• **Written request**:
Could you write out, unchanged, the part of the data below that opens with the line containing "Tag dog wheelchair" and closes with the line containing "78, 138, 175, 161", with both of those lines included?

• **Provided data**:
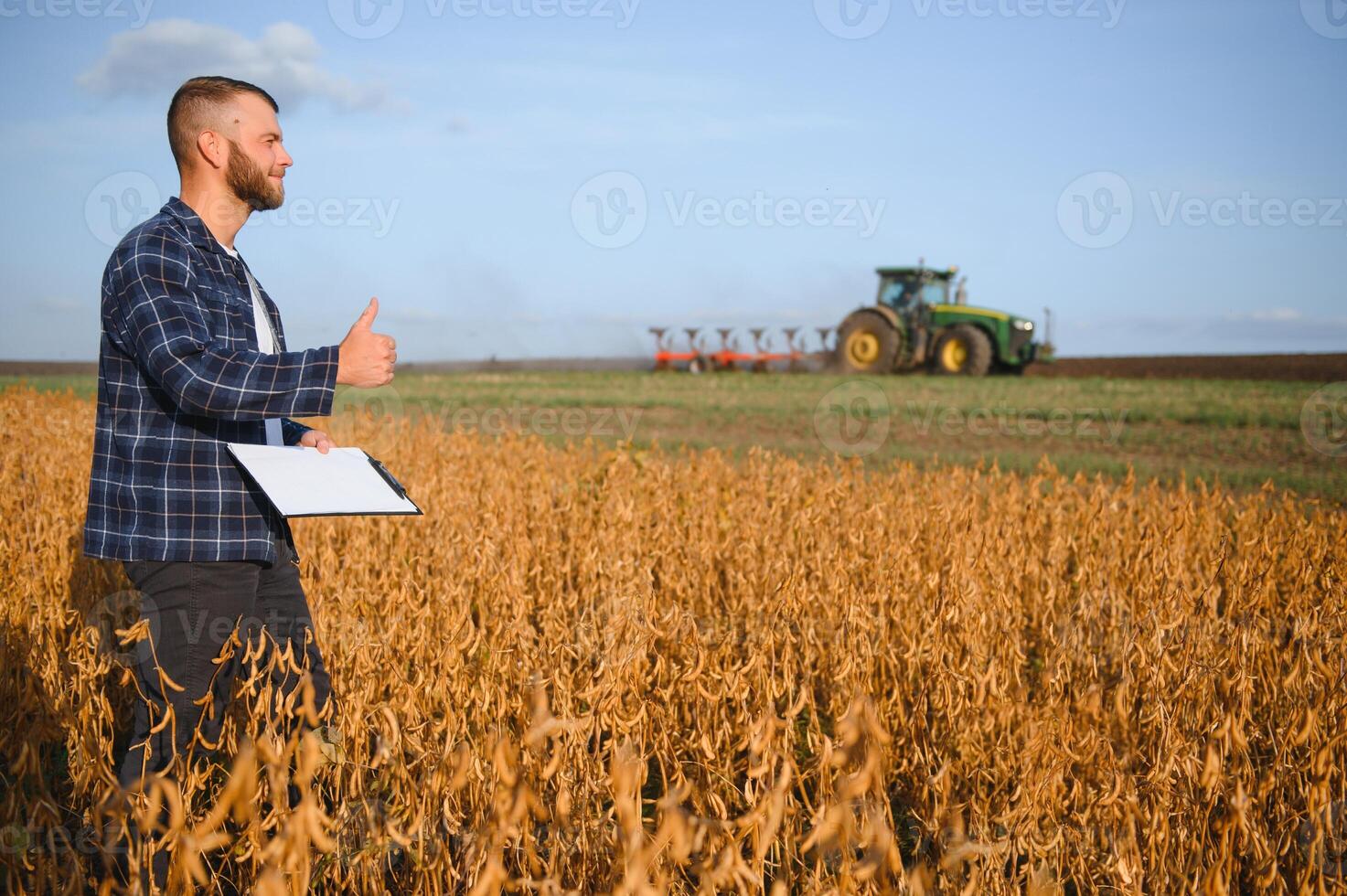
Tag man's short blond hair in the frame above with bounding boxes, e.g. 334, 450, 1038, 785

==

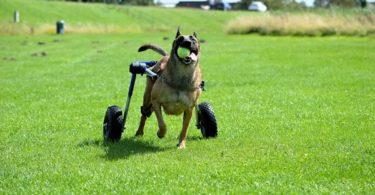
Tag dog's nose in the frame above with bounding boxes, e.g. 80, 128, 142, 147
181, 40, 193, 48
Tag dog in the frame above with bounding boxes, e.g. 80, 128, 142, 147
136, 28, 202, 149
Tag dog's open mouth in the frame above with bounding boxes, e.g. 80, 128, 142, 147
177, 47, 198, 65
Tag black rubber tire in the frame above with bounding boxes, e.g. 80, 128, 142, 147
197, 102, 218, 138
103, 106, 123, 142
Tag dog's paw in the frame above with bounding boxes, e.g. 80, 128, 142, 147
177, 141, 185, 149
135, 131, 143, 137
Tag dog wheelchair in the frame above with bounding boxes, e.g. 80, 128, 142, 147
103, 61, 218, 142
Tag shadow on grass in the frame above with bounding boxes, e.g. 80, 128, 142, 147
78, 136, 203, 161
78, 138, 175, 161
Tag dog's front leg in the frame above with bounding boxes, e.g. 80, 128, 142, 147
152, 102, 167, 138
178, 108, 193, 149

* * *

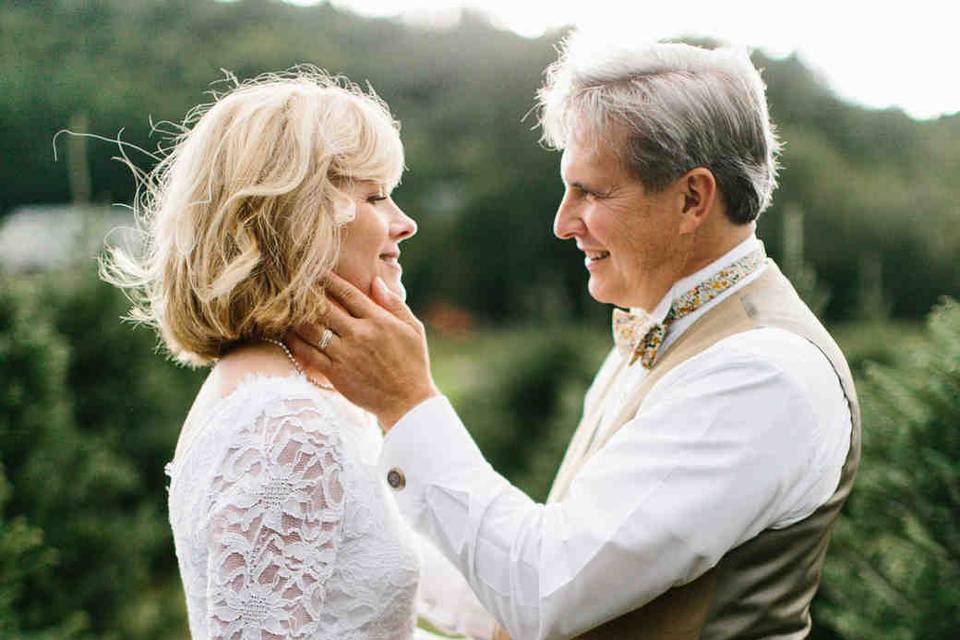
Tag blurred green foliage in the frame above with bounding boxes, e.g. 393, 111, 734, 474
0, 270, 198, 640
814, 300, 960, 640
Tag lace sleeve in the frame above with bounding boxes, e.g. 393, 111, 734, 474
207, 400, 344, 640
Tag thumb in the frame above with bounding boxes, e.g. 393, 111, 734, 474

• **In response**:
Tag dog wheelchair in the frame above with bounding boxes, e.g. 80, 128, 142, 147
103, 61, 218, 142
Tag shadow on grass in the frame above with bounding boxes, e.g. 80, 128, 142, 147
78, 136, 203, 161
78, 138, 175, 161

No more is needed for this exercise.